**SELECTED EXTRACT**:
Before someone sends me that quote about how old age is a privilege that not everyone gets to benefit from, let me preempt you by saying that I am grateful for my life. It’s just that signs of getting older bring up that feeling that I talked about in the Beginnings and Endings post. Sadness about the loss of gifts that I had not even been aware of until I began to lose them. Anxiety about the losses to come. Panic about how fleeting time is.

I am afraid I am not one of those brave souls who will embrace aging with grace and dignity. I’m pretty sure I’m going to go kicking and screaming, fighting it every step of the way. I guess this is one of the downsides of being a warrior.

I’ve been thinking about what I could say in this post for several days now. I was really struggling with how to make it positive, since my goal is to be honest, and I have honestly been in a place of sadness and anxiety about getting older.

But I pray about blog posts, too. I pray that God will give me the inspiration to come up with something to say that will be helpful to someone, even if that someone is just me. So far, God has always answered this prayer. Today was no exception.

This morning, as I warned my inner critic that it was not allowed to make me feel guilty about sleeping in on my birthday, I leisurely checked out my birthday messages on my phone and FB, and I was humbled by how many of them there were so early in the morning. Well, early in the morning for me, at least. And I got the message: the one gift that will grow with age is love.

The feelings of love that I have for others will only deepen, as will their love for me. And as I get older, the more people I include in the circle of who I care about. Blogging, which I also consider a gift from God, has dramatically increased the number of people who have been brought into my life. So I have a great deal of love to look forward to, for as long as I may live.

Plus, I will always have an inner infant, Sophie, and now a teenager, as well as a slew of other parts in my internal family. They are always vying for my attention, letting me know that they are there, whether I want to hear from them or not. Through the process of blogging–and aging–I am learning that these parts I’ve been at war with also love me, although they show it in ways that are sometimes annoying.

So I am thankful to God, and to all of you, for reminding me on my birthday how blessed I am with love.

The Inner Infant

So my inner child, Sophie, has a younger sister. She is an infant and doesn’t have a name yet. While my relationship with Sophie is pretty good, I confess, I’m a terrible mother to my infant. But I’m working on it.

It’s easier to enjoy Sophie because she is playful, funny, cute, and full of energy. But like most kids, she can be a brat and gets on my nerves sometimes. And she doesn’t like it when I’m alone. She’s afraid something bad will happen to us. She advocated for my last relationship and was terribly anxious whenever she thought we might break up. It took awhile before I learned how to comfort her and assure her that I can take care of her by myself.

**GIVEN ENTRIES**:
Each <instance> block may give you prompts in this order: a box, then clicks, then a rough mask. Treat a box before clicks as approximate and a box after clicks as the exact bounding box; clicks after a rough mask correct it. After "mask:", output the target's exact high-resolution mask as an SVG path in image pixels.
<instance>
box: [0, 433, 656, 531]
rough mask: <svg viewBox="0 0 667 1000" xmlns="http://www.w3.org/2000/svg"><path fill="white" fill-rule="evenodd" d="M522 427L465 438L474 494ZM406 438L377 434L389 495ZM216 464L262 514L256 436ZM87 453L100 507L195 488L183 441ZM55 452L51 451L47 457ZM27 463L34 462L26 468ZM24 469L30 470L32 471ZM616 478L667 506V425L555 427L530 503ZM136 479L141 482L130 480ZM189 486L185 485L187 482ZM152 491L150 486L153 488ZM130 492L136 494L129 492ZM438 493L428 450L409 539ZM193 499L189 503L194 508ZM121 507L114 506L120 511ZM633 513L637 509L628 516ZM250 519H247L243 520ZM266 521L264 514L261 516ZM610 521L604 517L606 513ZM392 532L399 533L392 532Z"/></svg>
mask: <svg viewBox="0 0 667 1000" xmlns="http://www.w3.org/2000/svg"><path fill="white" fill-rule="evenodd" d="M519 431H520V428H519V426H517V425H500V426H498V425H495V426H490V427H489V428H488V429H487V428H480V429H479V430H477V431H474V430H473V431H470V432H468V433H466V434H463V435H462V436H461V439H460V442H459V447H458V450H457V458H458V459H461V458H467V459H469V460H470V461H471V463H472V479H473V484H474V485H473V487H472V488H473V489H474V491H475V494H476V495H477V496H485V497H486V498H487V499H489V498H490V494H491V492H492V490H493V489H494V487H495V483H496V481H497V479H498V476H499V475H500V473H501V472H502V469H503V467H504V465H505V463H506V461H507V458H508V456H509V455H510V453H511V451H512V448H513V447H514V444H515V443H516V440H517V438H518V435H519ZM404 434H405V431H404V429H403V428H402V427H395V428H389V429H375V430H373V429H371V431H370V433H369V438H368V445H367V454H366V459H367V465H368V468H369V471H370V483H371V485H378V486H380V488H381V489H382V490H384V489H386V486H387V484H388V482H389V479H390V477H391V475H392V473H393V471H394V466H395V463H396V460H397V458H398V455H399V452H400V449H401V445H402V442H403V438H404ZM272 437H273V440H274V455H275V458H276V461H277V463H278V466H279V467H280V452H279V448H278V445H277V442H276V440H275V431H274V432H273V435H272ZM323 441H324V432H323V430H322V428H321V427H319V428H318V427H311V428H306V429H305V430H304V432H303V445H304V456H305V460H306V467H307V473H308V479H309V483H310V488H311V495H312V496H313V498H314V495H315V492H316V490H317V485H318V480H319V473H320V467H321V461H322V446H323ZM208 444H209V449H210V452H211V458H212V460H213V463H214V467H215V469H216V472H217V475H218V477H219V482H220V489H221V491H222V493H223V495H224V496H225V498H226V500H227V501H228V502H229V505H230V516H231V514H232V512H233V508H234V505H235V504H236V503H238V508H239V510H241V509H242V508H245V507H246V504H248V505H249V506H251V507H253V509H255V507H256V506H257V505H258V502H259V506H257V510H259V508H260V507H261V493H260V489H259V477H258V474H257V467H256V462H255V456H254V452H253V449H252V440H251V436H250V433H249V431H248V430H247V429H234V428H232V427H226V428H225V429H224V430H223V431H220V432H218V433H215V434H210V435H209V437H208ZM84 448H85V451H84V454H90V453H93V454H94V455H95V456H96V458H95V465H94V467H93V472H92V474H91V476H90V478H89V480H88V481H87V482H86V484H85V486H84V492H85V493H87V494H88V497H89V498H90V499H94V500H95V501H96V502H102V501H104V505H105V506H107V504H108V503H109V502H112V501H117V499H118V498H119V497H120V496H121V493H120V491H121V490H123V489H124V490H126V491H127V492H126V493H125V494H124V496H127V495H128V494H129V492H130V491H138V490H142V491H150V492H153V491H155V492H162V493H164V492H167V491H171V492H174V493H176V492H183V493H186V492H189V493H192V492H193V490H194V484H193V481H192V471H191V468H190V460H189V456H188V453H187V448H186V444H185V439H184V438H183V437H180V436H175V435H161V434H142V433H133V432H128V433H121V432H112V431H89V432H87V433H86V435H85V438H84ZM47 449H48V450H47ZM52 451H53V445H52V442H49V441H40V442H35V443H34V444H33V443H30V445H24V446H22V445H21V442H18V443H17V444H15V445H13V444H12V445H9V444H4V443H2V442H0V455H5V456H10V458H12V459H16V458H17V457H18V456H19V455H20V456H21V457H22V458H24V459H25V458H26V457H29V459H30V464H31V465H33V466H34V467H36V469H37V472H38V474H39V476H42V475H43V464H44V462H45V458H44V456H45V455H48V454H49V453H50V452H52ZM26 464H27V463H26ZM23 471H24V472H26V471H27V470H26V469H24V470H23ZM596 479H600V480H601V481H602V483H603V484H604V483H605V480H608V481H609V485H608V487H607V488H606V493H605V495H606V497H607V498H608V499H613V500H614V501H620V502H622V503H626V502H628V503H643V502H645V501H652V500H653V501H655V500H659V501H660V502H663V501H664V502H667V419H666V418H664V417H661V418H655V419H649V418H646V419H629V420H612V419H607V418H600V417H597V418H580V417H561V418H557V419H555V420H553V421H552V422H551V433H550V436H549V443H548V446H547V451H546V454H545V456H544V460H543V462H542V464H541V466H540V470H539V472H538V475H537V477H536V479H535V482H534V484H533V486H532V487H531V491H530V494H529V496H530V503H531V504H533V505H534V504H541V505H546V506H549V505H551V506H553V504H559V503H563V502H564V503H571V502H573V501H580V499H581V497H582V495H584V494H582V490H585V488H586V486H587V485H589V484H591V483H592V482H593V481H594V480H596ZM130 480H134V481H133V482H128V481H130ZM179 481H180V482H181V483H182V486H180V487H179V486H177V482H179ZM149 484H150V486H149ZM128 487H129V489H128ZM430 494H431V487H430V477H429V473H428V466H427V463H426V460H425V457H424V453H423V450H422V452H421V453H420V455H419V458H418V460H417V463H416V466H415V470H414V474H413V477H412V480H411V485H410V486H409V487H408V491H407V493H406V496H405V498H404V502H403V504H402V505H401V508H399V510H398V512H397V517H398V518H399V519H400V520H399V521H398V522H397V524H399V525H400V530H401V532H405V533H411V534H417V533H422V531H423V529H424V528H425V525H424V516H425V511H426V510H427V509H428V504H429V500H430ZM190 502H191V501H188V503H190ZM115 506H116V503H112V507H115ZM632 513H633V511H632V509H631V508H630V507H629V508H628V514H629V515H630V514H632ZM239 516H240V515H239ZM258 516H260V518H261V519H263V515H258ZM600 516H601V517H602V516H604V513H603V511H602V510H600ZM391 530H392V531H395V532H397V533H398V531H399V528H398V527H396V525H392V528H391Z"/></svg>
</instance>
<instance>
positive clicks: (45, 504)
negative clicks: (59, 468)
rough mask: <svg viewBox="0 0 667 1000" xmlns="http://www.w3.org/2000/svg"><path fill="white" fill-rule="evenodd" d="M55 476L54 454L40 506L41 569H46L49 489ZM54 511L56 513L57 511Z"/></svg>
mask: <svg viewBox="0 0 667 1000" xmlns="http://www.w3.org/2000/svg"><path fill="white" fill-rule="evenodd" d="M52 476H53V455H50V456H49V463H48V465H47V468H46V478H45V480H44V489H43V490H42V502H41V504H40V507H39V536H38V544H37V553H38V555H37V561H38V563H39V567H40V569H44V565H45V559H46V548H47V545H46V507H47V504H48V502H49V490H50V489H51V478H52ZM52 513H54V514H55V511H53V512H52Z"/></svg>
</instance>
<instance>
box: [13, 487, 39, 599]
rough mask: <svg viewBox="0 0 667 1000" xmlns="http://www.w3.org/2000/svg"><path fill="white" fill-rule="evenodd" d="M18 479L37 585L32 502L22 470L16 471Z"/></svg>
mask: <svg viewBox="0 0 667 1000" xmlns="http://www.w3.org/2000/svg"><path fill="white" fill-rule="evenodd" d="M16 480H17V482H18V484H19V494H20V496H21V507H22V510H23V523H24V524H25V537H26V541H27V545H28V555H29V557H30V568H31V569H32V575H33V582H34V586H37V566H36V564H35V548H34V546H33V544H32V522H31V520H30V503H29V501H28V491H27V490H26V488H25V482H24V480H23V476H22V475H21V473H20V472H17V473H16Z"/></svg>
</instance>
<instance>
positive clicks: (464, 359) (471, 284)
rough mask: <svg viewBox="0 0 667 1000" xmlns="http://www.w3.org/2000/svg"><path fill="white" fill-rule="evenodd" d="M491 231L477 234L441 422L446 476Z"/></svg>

**WORK ORDER 1**:
In the post about turning a year older, what gift does the writer say will grow with age?
**WORK ORDER 2**:
Carry the post about aging and the inner infant forward from its final sentence.
The records play no part in this.

**TASK RESPONSE 1**:
Love.

**TASK RESPONSE 2**:
I only became aware of the infant about a year ago–mainly because I was neglecting her so badly it was affecting my health. I wouldn’t feed her when she was hungry. I wouldn’t soothe her when she was upset. I yelled at her when she cried for no reason. If Social Services could have seen how I was treating her, they definitely would have intervened. After awhile I was having so many physical problems that I was forced to attend to her needs. It was starting to affect my tennis.

I’ve had to get to know my infant the same way any parent gets to know their child: by paying close attention. You don’t automatically know which cry is the hungry cry, the poop cry, or the tired cry; you learn from experience. She is usually upset when I wake up on the weekends because I sleep in and throw off her feeding cycle. So if I’m feeling depressed or anxious when I wake up, I get something to eat because she’s probably hungry.

Or she could be crying because that’s what infants do when they wake up–especially after a nap. It’s funny that we just accept that young kids cry when they wake up without understanding why and without being mad at them for it. I wonder at what age we start expecting people to have a good reason to cry.

I guess some people do acknowledge that they’re in a crappy mood when they wake up and turn to things like coffee, cigarettes, and drugs to calm them down. Those are not good ways to comfort a baby, though. And maybe they’re not ideal for us, either, really. But that’s for another blog post.

She also gets upset whenever I’m rushing around, which is essentially all the time. She is very sensitive to transitions: leaving for work in the morning, rushing to a tennis match, rushing to the grocery store. I have no idea why. Maybe my stress upsets her. Or maybe I’m neglecting her when I’m on the run. This is the distress that is the hardest for me to be compassionate about.

So now there’s this mantra I have to say multiple times a day to soothe her: It’s OK. Everything’s going to be OK. You’re fine. Everything’s going to be fine. And when I’m frustrated, I add although I have no idea what you’re anxious about!  It’s a process, accepting that she deserves to be upset and comforted, even when it doesn’t make sense to me.

I know this probably sounds silly to some of you, but it works really well. I use this analogy often with clients as a way to get them to pay closer attention to what they need, to honor their feelings, to have compassion for themselves, and to learn how to take better care of themselves. It can work surprisingly quickly, once you reassure them that having all these parts doesn’t mean they’re crazy.

So if you ever find that you are arguing with yourself, or that you’re frustrated because your thoughts/feelings/actions don’t make any sense, you might want to ask what part of yourself you might be neglecting.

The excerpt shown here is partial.